- [EXCERPT TO READ]
━━━━
Skip to content

Protocols

Module for implementation-agnostic interface definitions that are shared across submodules.

TokenProtocol

Bases: Protocol

A token in a text. The token contains both of its string literal (i.e. the word) as well as its metadata (e.g. its part of speech, its position in the sentence etc.).

Source code in src/limes/protocols.py
@runtime_checkable
class TokenProtocol(Protocol):
    """
    A token in a text. The token contains both of its string literal (i.e. the
    word) as well as its metadata (e.g. its part of speech, its position in the
    sentence etc.).
    """

    def __str__(self) -> str:
        """The text of the token."""
        ...

    @property
    def text(self) -> str:
        """The text of the token."""
        ...

    @property
    def morph(self) -> dict[str, str]:
        """The morphological analysis of the string token."""
        ...

    @property
    def pos_(self) -> str:
        """
        The part-of-speech tag of the given token (based on the Universal POS
        tagset).
        """
        ...

    @property
    def fine_pos(self) -> str | None:
        """
        The part-of-speech tag of the given token based on a language-specific
        tagset - if available for the given language.
        """
        ...

    @property
    def dep_(self) -> str:
        """The dependency tag of the given token."""
        ...

    @property
    def lemma_(self) -> str:
        """The lemma of the word contained within the given token."""
        ...

    @property
    def i(self) -> int:
        """
        The index of the token within the context of the document that contains
        it, where a document can be considered as a list of tokens.
        """
        ...

    @property
    def is_punct(self) -> bool:
        """Whether or not the given token is punctuation."""
        ...

    @property
    def head(self) -> "TokenProtocol":
        """The syntactic parent of the given token."""
        ...

    @property
    def children(self) -> Iterable["TokenProtocol"]:
        """
        All tokens that constitutes descendants of the given token in the
        dependency tree of the document.
        """
        ...

    @property
    def ancestors(self) -> Iterable["TokenProtocol"]:
        """
        All tokens that constitute ancestors of the given token in the
        dependency tree of the document.
━━━━
- [EXTRACTED RECORDS]
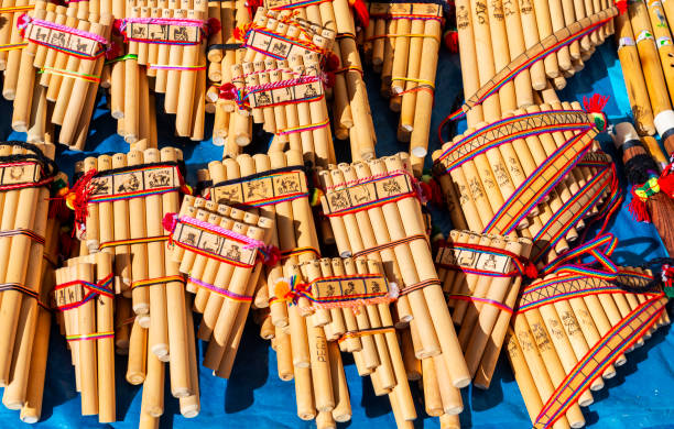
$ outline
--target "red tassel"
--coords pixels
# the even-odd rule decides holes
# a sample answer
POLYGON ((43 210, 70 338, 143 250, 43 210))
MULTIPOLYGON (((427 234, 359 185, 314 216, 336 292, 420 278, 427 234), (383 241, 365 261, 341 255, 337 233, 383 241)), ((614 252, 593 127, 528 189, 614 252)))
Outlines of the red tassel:
POLYGON ((627 12, 627 0, 617 0, 616 8, 618 8, 619 14, 624 14, 627 12))
POLYGON ((458 32, 447 30, 445 32, 445 47, 453 54, 458 54, 458 32))
POLYGON ((634 217, 634 220, 638 222, 651 222, 651 216, 649 215, 649 209, 645 206, 645 201, 642 201, 641 198, 632 195, 632 201, 628 206, 630 213, 634 217))
POLYGON ((601 113, 608 103, 608 96, 601 96, 599 94, 595 94, 589 99, 587 97, 583 97, 583 107, 588 113, 601 113))
POLYGON ((209 18, 208 21, 206 21, 206 36, 218 34, 220 29, 222 29, 222 25, 220 25, 220 20, 217 18, 209 18))
POLYGON ((673 166, 673 164, 670 164, 667 167, 665 167, 665 169, 662 170, 662 175, 657 179, 660 191, 664 193, 672 199, 674 199, 674 172, 672 172, 673 166))
POLYGON ((368 7, 362 0, 349 0, 349 4, 354 8, 354 13, 358 22, 360 22, 360 26, 367 29, 370 24, 370 13, 368 12, 368 7))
━━━━
Reproduce the part of the TokenProtocol documentation that runs from "Skip to content" up to and including "the sentence etc.).", word for word.

- [EXPECTED OUTPUT]
Skip to content

Protocols

Module for implementation-agnostic interface definitions that are shared across submodules.

TokenProtocol

Bases: Protocol

A token in a text. The token contains both of its string literal (i.e. the word) as well as its metadata (e.g. its part of speech, its position in the sentence etc.).